◆ **Aim of the task**: Could you work out how many lines in the material below hold the word "apartment"? Give only the number in reply.
======== Stored data
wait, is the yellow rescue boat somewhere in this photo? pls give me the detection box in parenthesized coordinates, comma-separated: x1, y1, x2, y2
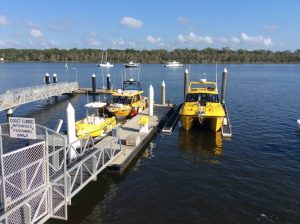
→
(107, 79, 147, 119)
(76, 102, 116, 138)
(180, 78, 225, 132)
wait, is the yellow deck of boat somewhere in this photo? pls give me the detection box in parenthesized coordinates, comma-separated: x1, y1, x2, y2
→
(95, 104, 172, 174)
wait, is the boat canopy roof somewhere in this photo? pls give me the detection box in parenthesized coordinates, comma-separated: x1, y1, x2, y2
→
(84, 102, 107, 108)
(188, 81, 218, 94)
(123, 79, 142, 91)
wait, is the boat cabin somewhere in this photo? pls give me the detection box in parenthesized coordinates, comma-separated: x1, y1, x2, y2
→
(111, 90, 144, 105)
(186, 81, 220, 105)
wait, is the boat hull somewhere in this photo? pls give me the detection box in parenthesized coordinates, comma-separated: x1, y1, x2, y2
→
(75, 117, 116, 138)
(181, 115, 223, 132)
(99, 64, 114, 68)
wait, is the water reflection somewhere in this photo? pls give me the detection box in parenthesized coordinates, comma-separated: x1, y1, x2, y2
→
(179, 128, 223, 156)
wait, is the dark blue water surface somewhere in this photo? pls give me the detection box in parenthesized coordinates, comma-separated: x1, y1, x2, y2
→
(0, 63, 299, 224)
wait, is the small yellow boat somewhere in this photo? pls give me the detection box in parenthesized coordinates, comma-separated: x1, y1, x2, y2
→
(107, 79, 147, 119)
(180, 78, 225, 132)
(76, 102, 116, 138)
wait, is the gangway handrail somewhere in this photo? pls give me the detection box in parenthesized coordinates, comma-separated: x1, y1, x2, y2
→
(0, 122, 121, 224)
(0, 82, 78, 112)
(1, 82, 75, 94)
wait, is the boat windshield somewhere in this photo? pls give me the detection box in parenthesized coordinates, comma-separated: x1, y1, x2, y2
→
(186, 93, 219, 103)
(113, 96, 132, 105)
(190, 83, 215, 90)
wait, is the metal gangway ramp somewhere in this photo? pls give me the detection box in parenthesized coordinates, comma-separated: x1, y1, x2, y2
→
(0, 82, 78, 112)
(221, 104, 232, 137)
(0, 123, 121, 223)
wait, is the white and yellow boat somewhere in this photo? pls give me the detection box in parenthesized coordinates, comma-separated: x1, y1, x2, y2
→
(106, 79, 147, 119)
(180, 78, 225, 132)
(75, 102, 116, 138)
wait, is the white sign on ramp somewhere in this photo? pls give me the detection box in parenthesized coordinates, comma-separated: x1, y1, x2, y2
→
(9, 117, 36, 139)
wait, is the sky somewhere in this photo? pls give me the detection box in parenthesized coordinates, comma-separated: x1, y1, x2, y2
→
(0, 0, 300, 51)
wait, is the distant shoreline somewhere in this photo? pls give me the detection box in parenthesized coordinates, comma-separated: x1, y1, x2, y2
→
(1, 61, 300, 64)
(1, 48, 300, 64)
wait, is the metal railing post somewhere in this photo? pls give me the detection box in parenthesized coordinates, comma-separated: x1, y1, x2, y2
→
(66, 173, 72, 206)
(24, 203, 32, 224)
(92, 155, 97, 181)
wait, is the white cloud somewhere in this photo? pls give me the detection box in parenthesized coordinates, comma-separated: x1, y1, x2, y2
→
(0, 15, 8, 26)
(177, 16, 189, 24)
(177, 32, 213, 44)
(49, 40, 60, 47)
(128, 41, 137, 48)
(112, 39, 125, 46)
(220, 36, 240, 45)
(177, 34, 186, 43)
(231, 36, 240, 44)
(146, 35, 164, 46)
(0, 39, 19, 47)
(241, 32, 272, 47)
(30, 29, 43, 38)
(82, 38, 100, 47)
(120, 17, 143, 29)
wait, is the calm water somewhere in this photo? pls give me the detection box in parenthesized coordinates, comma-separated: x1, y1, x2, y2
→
(0, 63, 299, 224)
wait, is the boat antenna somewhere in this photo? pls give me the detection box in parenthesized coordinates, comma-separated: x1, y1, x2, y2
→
(125, 68, 127, 81)
(215, 63, 218, 91)
(86, 87, 89, 104)
(121, 69, 123, 86)
(113, 73, 115, 90)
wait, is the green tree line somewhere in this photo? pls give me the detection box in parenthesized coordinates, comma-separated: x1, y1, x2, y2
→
(1, 48, 300, 63)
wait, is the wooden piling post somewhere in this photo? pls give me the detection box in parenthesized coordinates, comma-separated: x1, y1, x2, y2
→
(161, 81, 166, 105)
(221, 68, 228, 104)
(92, 74, 96, 93)
(149, 85, 154, 116)
(107, 74, 111, 90)
(184, 68, 189, 100)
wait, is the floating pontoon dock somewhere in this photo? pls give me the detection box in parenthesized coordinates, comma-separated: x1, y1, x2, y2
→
(108, 104, 172, 174)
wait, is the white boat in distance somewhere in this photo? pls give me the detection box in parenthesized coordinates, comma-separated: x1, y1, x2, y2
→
(165, 61, 183, 67)
(99, 62, 114, 68)
(297, 119, 300, 129)
(124, 61, 139, 68)
(98, 51, 114, 68)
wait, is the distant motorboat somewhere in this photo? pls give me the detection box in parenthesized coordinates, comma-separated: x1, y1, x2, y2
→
(99, 62, 114, 68)
(165, 61, 183, 67)
(98, 51, 114, 68)
(124, 61, 139, 68)
(297, 119, 300, 129)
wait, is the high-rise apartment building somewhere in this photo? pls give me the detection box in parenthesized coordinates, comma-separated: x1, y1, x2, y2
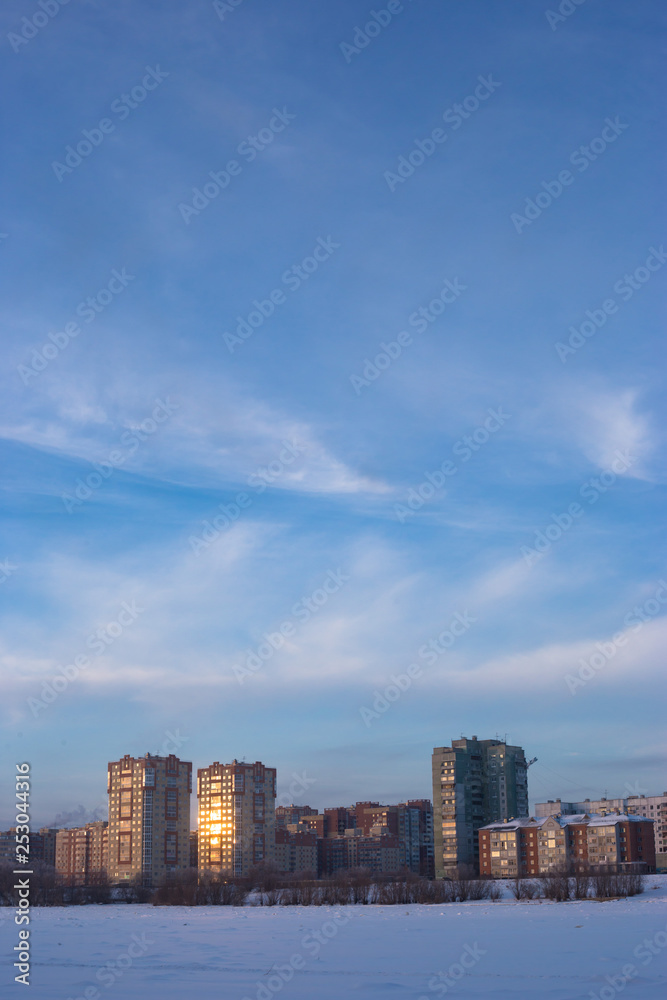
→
(107, 753, 192, 885)
(432, 736, 529, 876)
(198, 760, 276, 876)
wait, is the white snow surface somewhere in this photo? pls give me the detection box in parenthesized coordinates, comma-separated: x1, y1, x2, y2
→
(2, 877, 667, 999)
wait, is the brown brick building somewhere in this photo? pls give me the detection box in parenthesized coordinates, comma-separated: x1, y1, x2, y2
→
(55, 821, 109, 883)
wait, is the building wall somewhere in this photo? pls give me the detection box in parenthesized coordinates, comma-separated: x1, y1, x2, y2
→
(55, 821, 109, 883)
(536, 793, 667, 861)
(108, 753, 191, 885)
(275, 828, 317, 874)
(198, 760, 276, 877)
(480, 813, 656, 876)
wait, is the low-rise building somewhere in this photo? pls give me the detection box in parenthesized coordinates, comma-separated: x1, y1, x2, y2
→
(479, 813, 655, 876)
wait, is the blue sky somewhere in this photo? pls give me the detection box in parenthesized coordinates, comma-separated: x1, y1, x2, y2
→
(1, 0, 665, 827)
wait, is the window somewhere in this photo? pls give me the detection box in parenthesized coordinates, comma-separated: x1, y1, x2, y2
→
(119, 834, 131, 863)
(166, 788, 178, 819)
(165, 833, 177, 863)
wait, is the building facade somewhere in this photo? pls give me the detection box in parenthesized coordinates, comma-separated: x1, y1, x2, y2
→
(432, 736, 529, 876)
(536, 792, 667, 868)
(198, 760, 276, 876)
(55, 821, 109, 883)
(275, 827, 318, 874)
(319, 828, 400, 876)
(107, 753, 192, 885)
(351, 800, 434, 877)
(479, 813, 655, 876)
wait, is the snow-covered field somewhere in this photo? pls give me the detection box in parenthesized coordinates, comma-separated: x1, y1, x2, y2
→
(2, 877, 667, 999)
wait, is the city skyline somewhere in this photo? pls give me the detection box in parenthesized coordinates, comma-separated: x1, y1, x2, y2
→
(1, 736, 662, 832)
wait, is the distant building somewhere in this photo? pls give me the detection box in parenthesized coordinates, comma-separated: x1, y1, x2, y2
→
(189, 831, 198, 868)
(198, 760, 276, 877)
(275, 827, 317, 874)
(352, 800, 434, 877)
(0, 827, 60, 867)
(55, 822, 108, 883)
(32, 828, 59, 866)
(107, 753, 192, 885)
(479, 813, 655, 877)
(432, 736, 529, 876)
(319, 828, 400, 876)
(536, 793, 667, 868)
(275, 805, 319, 829)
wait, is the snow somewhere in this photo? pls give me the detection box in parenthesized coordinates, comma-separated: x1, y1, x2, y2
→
(2, 877, 666, 999)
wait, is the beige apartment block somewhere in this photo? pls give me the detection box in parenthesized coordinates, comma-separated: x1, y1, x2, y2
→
(198, 760, 276, 877)
(107, 753, 192, 885)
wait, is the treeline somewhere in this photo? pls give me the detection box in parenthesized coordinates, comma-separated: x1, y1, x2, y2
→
(0, 861, 645, 907)
(510, 867, 645, 901)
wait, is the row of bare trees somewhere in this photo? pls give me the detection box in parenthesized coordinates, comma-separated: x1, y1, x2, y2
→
(0, 861, 646, 907)
(510, 867, 645, 901)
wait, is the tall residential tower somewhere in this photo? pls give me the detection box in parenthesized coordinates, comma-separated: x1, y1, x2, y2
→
(432, 736, 528, 877)
(107, 752, 192, 885)
(198, 760, 276, 876)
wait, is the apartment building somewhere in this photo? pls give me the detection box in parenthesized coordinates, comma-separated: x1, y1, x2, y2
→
(479, 813, 655, 876)
(319, 828, 400, 876)
(479, 818, 542, 877)
(275, 827, 318, 874)
(536, 792, 667, 867)
(198, 760, 276, 877)
(107, 753, 192, 885)
(433, 736, 529, 876)
(32, 827, 59, 866)
(275, 805, 319, 829)
(55, 821, 109, 883)
(0, 827, 59, 866)
(352, 800, 434, 877)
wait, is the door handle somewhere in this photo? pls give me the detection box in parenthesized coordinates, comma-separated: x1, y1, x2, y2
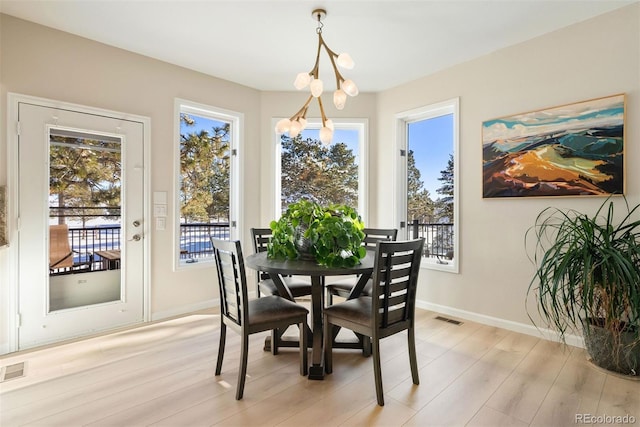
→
(129, 234, 142, 242)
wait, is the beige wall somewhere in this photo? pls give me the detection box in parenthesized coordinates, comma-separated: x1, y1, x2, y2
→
(376, 4, 640, 332)
(1, 3, 638, 352)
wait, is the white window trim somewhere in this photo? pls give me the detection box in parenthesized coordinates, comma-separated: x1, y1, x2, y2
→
(272, 118, 369, 224)
(395, 97, 459, 273)
(174, 98, 243, 271)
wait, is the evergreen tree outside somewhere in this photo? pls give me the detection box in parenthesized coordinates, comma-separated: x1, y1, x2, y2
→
(435, 154, 454, 222)
(49, 135, 121, 226)
(280, 134, 358, 211)
(179, 113, 230, 223)
(407, 149, 434, 223)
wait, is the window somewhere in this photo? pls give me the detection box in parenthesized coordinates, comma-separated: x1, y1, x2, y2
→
(175, 100, 241, 268)
(397, 98, 459, 273)
(274, 119, 368, 221)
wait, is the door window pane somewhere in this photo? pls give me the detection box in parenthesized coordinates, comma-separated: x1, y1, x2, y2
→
(49, 129, 122, 311)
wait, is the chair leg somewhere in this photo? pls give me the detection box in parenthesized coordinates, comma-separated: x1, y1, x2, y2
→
(362, 335, 372, 357)
(215, 322, 226, 375)
(324, 316, 333, 374)
(271, 328, 279, 355)
(408, 325, 420, 385)
(299, 320, 308, 376)
(372, 337, 384, 406)
(236, 334, 249, 400)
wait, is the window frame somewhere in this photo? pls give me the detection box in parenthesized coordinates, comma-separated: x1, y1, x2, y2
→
(395, 98, 460, 273)
(272, 118, 369, 224)
(174, 99, 242, 271)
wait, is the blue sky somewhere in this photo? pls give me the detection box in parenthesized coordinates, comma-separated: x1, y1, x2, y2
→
(408, 114, 453, 197)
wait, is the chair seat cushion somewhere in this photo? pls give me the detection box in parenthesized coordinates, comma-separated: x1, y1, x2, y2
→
(259, 277, 313, 298)
(248, 295, 308, 326)
(323, 297, 372, 327)
(326, 278, 372, 297)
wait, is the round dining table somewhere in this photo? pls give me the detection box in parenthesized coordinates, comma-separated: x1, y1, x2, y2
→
(245, 251, 375, 380)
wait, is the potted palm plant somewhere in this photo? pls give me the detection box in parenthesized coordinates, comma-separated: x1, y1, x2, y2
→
(526, 197, 640, 376)
(267, 199, 366, 267)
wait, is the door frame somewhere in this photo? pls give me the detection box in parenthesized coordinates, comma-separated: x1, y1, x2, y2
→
(3, 93, 151, 354)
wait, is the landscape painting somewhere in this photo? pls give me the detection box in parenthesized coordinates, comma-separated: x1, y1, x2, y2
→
(482, 94, 625, 198)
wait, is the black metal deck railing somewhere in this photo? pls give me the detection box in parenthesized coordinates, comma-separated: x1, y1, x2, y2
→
(49, 221, 231, 275)
(179, 222, 230, 261)
(409, 219, 454, 259)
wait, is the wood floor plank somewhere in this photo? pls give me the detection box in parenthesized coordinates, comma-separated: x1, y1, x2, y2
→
(484, 338, 571, 423)
(595, 372, 640, 421)
(530, 348, 607, 427)
(403, 329, 527, 426)
(466, 405, 529, 427)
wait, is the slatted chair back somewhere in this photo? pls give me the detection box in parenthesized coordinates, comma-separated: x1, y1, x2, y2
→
(212, 239, 248, 328)
(325, 228, 400, 305)
(362, 228, 398, 249)
(370, 239, 424, 334)
(250, 228, 272, 283)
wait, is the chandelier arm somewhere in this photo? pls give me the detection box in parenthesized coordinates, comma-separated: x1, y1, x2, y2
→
(316, 96, 328, 126)
(291, 95, 314, 120)
(318, 33, 346, 89)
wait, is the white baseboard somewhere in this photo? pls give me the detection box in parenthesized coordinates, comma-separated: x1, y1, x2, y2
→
(416, 299, 585, 349)
(149, 291, 257, 322)
(151, 299, 219, 321)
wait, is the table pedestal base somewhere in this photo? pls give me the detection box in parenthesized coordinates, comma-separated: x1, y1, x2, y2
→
(263, 335, 368, 380)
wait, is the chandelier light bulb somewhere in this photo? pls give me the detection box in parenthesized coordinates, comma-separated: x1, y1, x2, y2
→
(336, 53, 354, 70)
(341, 79, 359, 97)
(333, 89, 347, 110)
(294, 72, 311, 90)
(320, 126, 333, 145)
(298, 117, 308, 130)
(289, 120, 302, 138)
(310, 78, 324, 97)
(325, 119, 334, 131)
(275, 118, 291, 134)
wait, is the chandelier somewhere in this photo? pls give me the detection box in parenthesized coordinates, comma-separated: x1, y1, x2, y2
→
(275, 8, 358, 145)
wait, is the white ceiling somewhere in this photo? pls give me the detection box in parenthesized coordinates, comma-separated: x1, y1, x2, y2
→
(0, 0, 636, 92)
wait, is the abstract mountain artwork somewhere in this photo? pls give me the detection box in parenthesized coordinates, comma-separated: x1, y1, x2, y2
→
(482, 94, 625, 198)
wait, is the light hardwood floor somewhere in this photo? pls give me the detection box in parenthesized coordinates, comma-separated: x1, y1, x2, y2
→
(1, 306, 638, 426)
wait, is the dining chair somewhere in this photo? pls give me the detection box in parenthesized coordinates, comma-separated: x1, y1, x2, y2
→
(325, 227, 398, 305)
(250, 227, 313, 298)
(211, 238, 309, 400)
(323, 238, 424, 406)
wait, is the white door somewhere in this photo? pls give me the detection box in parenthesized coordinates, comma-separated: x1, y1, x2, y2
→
(17, 101, 146, 349)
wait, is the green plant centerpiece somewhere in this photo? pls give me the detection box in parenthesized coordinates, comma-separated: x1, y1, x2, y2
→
(267, 200, 366, 267)
(526, 197, 640, 376)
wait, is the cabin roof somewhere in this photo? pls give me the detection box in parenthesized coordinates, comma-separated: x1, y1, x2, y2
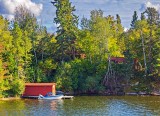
================
◆ **Result**: 3